THE EXERCISE:
Rewrite the lines below so that every "instance" becomes "occurrence", with everything else left unchanged.

STORED RECORDS:

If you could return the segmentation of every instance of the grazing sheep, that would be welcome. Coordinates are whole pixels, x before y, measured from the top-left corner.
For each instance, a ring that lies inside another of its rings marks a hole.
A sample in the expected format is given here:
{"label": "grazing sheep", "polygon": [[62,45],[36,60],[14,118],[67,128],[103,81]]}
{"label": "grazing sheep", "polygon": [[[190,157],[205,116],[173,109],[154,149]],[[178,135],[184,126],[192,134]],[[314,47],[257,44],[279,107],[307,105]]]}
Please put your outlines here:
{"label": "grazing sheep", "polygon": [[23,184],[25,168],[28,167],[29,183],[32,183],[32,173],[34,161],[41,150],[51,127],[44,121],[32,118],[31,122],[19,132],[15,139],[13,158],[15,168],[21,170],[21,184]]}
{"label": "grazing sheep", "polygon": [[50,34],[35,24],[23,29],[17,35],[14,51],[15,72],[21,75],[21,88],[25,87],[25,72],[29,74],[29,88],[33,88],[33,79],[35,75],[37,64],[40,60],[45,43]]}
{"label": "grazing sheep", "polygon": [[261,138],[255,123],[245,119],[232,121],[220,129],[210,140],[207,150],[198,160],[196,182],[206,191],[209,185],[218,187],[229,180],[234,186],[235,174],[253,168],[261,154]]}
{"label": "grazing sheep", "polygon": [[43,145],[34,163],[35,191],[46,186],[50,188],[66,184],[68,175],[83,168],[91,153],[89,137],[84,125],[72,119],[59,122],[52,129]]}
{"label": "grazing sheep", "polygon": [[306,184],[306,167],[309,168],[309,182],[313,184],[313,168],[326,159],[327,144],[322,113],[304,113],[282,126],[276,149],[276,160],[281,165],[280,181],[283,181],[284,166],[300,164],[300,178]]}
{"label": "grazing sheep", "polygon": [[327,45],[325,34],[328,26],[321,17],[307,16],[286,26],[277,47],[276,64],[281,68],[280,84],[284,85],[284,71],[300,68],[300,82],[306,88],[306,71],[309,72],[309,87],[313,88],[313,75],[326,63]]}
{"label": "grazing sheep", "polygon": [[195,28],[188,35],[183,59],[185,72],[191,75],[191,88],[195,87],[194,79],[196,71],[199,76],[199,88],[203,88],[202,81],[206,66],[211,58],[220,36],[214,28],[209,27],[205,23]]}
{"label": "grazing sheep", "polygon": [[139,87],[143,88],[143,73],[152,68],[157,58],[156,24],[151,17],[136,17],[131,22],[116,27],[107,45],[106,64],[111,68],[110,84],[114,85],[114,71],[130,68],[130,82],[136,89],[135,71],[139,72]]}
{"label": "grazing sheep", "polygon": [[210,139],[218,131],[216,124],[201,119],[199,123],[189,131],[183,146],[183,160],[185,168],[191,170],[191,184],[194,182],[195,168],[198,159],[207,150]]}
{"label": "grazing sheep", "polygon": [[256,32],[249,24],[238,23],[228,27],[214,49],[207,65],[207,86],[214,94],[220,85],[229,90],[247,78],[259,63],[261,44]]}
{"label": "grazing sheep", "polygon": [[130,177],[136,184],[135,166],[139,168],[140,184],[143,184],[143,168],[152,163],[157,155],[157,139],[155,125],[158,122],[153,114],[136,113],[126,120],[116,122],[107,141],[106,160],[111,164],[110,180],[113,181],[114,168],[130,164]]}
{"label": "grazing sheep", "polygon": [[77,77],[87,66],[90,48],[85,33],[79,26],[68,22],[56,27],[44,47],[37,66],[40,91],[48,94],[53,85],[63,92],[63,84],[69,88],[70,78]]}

TASK ANSWER:
If you could return the segmentation of every occurrence of the grazing sheep, that would be welcome. Coordinates are whole pixels, x before y, measured from the top-left corner.
For each occurrence, a ring that lies inside another of its rings marks a hole.
A sample in the expected format is given here:
{"label": "grazing sheep", "polygon": [[62,45],[36,60],[14,118],[67,128],[103,81]]}
{"label": "grazing sheep", "polygon": [[[190,157],[205,116],[173,109],[154,149]],[[178,135],[184,126],[192,134]],[[314,47],[257,44],[279,107],[307,105]]]}
Please put your outlines here:
{"label": "grazing sheep", "polygon": [[23,184],[25,168],[28,167],[29,183],[32,183],[32,173],[34,161],[41,150],[51,127],[44,121],[32,118],[31,122],[19,132],[15,139],[13,158],[15,168],[21,170],[21,184]]}
{"label": "grazing sheep", "polygon": [[50,34],[35,24],[23,29],[17,35],[14,51],[15,72],[21,75],[21,88],[25,87],[25,72],[29,74],[29,88],[33,88],[33,79],[35,75],[37,64],[40,60],[45,43]]}
{"label": "grazing sheep", "polygon": [[261,138],[255,123],[245,119],[232,121],[220,129],[210,140],[207,150],[198,160],[196,182],[206,191],[209,185],[218,187],[229,180],[234,186],[235,174],[253,168],[261,154]]}
{"label": "grazing sheep", "polygon": [[43,145],[34,163],[35,191],[46,186],[50,188],[66,184],[68,175],[83,168],[91,153],[89,137],[84,125],[72,119],[59,122],[52,129]]}
{"label": "grazing sheep", "polygon": [[306,184],[306,167],[309,168],[309,182],[313,184],[313,168],[326,159],[327,144],[322,113],[304,113],[282,126],[276,149],[276,160],[281,165],[280,181],[283,181],[284,166],[300,164],[300,178]]}
{"label": "grazing sheep", "polygon": [[327,45],[325,34],[328,26],[321,17],[307,16],[286,26],[277,47],[276,64],[281,68],[280,84],[284,85],[284,71],[300,68],[300,82],[306,88],[306,71],[309,72],[309,87],[313,88],[313,75],[326,63]]}
{"label": "grazing sheep", "polygon": [[195,28],[188,35],[183,59],[185,72],[191,75],[191,88],[195,87],[194,79],[196,71],[199,76],[199,88],[203,88],[202,81],[206,66],[211,58],[220,36],[214,28],[209,27],[205,23]]}
{"label": "grazing sheep", "polygon": [[139,87],[143,88],[143,73],[152,68],[157,58],[156,24],[151,17],[136,17],[131,22],[116,27],[107,45],[106,64],[111,68],[110,84],[114,85],[114,71],[130,68],[130,82],[136,89],[135,71],[139,72]]}
{"label": "grazing sheep", "polygon": [[210,139],[218,131],[216,124],[201,119],[199,123],[189,131],[183,146],[183,160],[185,168],[191,170],[191,184],[194,182],[195,168],[198,159],[207,150]]}
{"label": "grazing sheep", "polygon": [[256,32],[249,24],[238,23],[228,27],[214,49],[207,65],[207,86],[214,94],[220,85],[229,90],[247,78],[259,63],[261,44]]}
{"label": "grazing sheep", "polygon": [[130,177],[136,184],[135,166],[139,168],[140,184],[143,184],[143,168],[152,163],[157,155],[157,139],[155,125],[158,122],[153,114],[136,113],[126,120],[116,122],[107,141],[106,160],[111,164],[110,180],[113,181],[114,168],[130,164]]}
{"label": "grazing sheep", "polygon": [[77,77],[87,66],[90,48],[85,33],[79,26],[68,22],[56,27],[44,47],[37,66],[40,91],[48,94],[53,85],[63,92],[63,84],[69,88],[70,78]]}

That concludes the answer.